* _Set problem_
Starting at the top of the listing and stopping after the line that contains "(697, 1090)", write those lines out again with "dirt ground" changed to "gravel path" and nothing else altered. Leave the pictures out.

* _Exercise materials_
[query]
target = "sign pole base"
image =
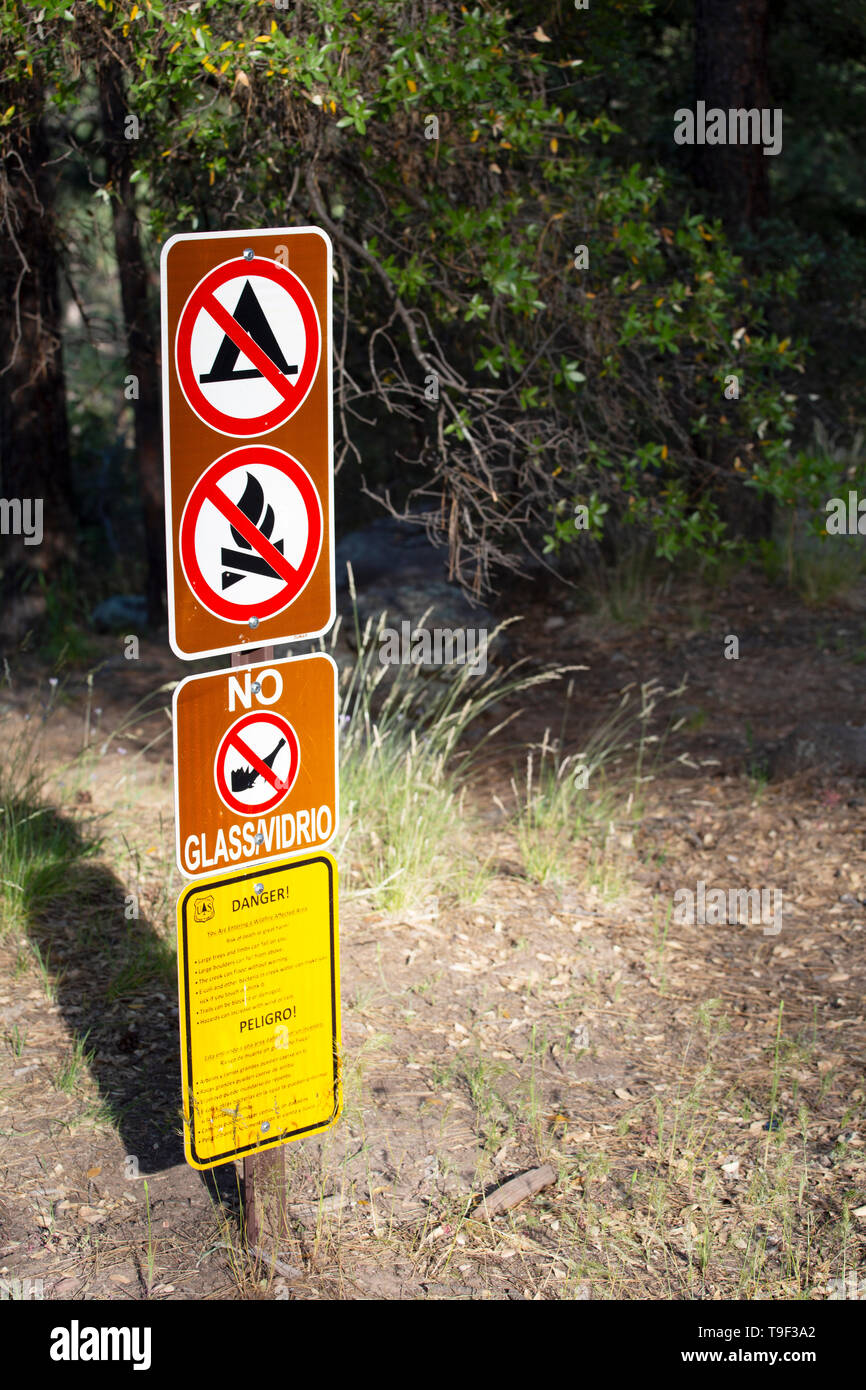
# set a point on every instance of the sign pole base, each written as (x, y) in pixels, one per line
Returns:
(264, 1180)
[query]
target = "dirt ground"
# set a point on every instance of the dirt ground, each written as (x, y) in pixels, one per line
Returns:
(697, 1090)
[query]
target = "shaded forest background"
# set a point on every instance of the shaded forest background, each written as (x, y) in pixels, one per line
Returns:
(489, 373)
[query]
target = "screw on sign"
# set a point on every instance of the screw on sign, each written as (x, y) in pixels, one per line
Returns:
(257, 763)
(232, 559)
(248, 346)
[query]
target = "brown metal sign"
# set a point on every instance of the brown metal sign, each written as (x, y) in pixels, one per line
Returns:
(255, 763)
(249, 438)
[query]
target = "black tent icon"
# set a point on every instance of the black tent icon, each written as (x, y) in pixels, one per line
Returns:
(250, 317)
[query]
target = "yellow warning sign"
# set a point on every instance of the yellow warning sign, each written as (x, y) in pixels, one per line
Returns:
(259, 982)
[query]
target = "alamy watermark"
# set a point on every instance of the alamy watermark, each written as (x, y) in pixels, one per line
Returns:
(434, 647)
(733, 127)
(731, 906)
(21, 516)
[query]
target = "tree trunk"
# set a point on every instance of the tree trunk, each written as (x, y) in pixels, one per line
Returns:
(35, 477)
(731, 72)
(141, 335)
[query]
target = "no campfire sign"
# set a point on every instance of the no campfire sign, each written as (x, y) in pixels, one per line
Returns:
(260, 1029)
(248, 432)
(255, 763)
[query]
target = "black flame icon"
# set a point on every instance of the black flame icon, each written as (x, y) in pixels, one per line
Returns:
(246, 559)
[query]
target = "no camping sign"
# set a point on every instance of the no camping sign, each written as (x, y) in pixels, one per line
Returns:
(248, 430)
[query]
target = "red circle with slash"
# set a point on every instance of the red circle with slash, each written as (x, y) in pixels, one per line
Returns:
(275, 786)
(203, 302)
(193, 535)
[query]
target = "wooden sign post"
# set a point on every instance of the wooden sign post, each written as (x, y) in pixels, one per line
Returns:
(264, 1182)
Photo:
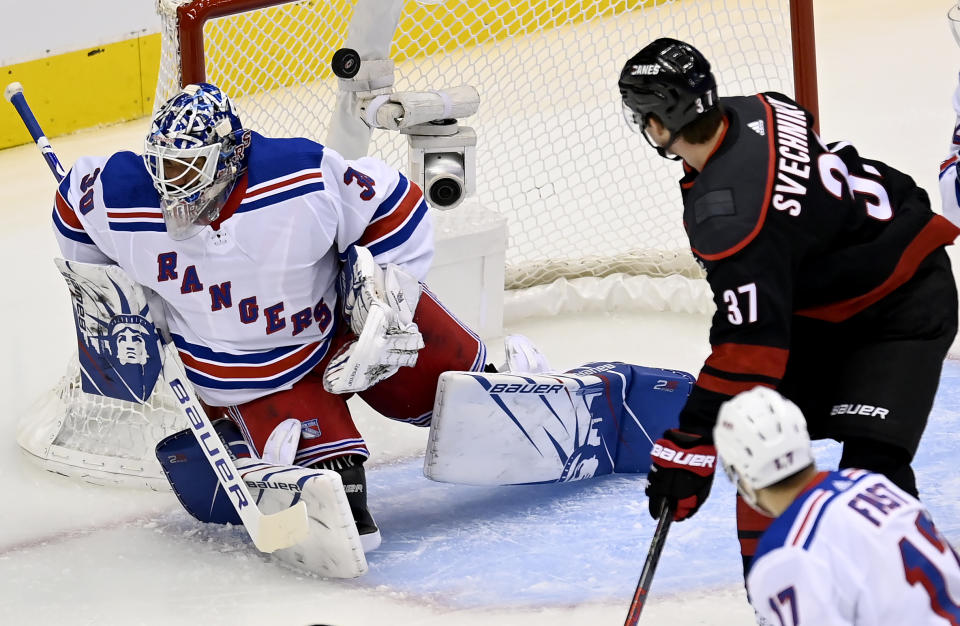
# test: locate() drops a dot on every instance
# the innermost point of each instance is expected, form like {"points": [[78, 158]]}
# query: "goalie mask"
{"points": [[761, 438], [195, 152], [669, 79]]}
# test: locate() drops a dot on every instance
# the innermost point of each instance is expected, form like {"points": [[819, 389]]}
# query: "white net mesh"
{"points": [[583, 195], [100, 439]]}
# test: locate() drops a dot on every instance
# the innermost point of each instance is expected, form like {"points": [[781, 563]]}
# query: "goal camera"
{"points": [[444, 165]]}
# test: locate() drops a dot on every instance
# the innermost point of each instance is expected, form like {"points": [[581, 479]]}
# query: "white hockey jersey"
{"points": [[250, 300], [949, 184], [855, 549]]}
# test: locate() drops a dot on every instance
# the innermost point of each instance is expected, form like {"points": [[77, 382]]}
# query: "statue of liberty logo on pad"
{"points": [[117, 342]]}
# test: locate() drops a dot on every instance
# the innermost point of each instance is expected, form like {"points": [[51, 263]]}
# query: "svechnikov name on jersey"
{"points": [[793, 155]]}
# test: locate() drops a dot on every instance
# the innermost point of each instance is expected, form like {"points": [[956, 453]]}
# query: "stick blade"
{"points": [[281, 530]]}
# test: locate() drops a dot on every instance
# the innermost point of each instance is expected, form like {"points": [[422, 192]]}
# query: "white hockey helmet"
{"points": [[761, 438]]}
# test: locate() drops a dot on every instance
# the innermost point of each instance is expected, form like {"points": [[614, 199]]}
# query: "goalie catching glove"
{"points": [[379, 306], [681, 474]]}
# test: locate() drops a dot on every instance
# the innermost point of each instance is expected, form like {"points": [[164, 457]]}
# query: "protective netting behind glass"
{"points": [[583, 195]]}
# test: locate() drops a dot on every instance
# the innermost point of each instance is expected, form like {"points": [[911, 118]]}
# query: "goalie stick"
{"points": [[650, 565], [268, 532], [14, 95]]}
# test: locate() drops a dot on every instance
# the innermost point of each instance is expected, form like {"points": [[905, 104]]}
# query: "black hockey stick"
{"points": [[650, 566]]}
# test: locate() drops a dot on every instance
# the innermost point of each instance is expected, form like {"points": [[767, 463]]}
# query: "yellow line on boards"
{"points": [[67, 92]]}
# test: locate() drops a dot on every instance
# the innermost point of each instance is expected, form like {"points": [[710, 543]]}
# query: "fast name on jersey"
{"points": [[793, 162]]}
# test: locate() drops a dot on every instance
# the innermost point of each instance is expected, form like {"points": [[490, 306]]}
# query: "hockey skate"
{"points": [[354, 479]]}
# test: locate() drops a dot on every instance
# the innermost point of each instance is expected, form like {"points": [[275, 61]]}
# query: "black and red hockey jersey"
{"points": [[787, 226]]}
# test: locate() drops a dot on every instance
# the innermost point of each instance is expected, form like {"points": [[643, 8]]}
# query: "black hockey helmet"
{"points": [[668, 78]]}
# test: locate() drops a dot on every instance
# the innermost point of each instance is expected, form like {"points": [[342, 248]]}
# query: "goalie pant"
{"points": [[327, 427]]}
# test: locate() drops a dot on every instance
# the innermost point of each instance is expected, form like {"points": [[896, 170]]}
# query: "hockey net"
{"points": [[584, 197]]}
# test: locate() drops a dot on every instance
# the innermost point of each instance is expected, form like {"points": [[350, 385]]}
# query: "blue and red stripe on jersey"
{"points": [[66, 221], [269, 369], [395, 219], [281, 188]]}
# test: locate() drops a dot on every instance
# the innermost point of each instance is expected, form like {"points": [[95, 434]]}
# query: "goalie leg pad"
{"points": [[507, 429]]}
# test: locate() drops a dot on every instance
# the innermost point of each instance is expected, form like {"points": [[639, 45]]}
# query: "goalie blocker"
{"points": [[513, 428]]}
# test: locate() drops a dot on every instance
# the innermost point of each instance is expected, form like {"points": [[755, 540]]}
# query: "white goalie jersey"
{"points": [[854, 549], [949, 183], [250, 301]]}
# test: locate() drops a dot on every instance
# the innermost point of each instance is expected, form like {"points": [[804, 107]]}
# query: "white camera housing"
{"points": [[444, 165]]}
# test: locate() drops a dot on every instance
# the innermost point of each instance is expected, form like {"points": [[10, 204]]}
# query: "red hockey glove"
{"points": [[681, 473]]}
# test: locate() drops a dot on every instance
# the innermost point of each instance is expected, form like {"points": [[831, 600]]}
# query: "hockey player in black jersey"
{"points": [[828, 271]]}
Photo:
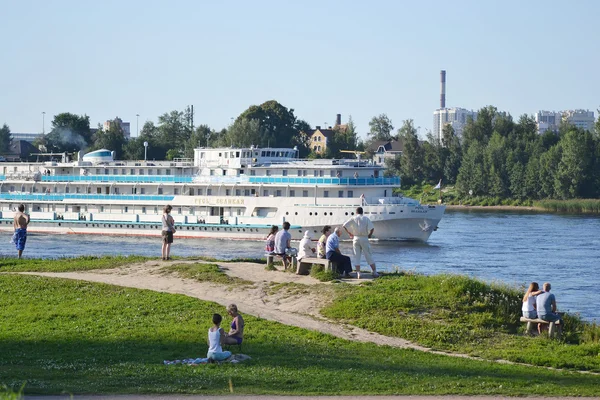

* _Written response_
[query]
target = "sign pole base"
image =
# set a point on every instance of the sign pole base, each written as (x, y) in pixels, one per line
Returns:
(264, 1180)
[query]
target = "gravel path"
# set a point on every instance of the gravel path, each written as (x, y) in pixels, one per line
Returns:
(697, 1090)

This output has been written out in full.